§ **WHAT THE TASK REQUIRES**
Using the line that has "Target: wooden privacy fence" as the starting point, print each line to the end of the material below word for word. Add no other lines.

Segment Start: RECORDS PROVIDED

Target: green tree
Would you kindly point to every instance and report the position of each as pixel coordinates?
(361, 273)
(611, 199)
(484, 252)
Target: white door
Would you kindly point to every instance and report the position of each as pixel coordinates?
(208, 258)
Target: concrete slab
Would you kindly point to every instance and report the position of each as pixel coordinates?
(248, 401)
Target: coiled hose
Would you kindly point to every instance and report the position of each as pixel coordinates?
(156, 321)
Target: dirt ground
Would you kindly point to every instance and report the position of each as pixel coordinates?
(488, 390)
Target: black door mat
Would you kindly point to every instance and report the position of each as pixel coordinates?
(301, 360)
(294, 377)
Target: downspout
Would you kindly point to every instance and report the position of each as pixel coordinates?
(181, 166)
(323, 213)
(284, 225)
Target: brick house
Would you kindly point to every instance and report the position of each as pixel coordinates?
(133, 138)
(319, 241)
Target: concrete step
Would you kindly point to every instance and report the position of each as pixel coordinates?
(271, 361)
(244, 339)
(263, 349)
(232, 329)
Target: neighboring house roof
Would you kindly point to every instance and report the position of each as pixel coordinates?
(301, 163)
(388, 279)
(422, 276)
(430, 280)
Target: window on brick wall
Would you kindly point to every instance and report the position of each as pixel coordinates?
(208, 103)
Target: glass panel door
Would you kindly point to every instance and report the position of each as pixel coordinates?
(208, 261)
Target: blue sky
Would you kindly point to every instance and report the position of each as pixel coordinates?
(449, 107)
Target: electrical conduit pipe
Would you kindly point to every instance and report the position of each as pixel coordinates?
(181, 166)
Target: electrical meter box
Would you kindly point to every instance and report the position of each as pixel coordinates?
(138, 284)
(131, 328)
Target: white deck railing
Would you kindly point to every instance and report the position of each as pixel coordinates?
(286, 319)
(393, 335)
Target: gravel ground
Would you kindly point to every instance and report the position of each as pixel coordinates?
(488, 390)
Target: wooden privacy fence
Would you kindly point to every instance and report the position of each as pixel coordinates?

Segment End: RECORDS PROVIDED

§ **WRITTEN REPLY**
Target: wooden privacy fence
Would you kindly point to every instance and report the position of each as pixel coordinates?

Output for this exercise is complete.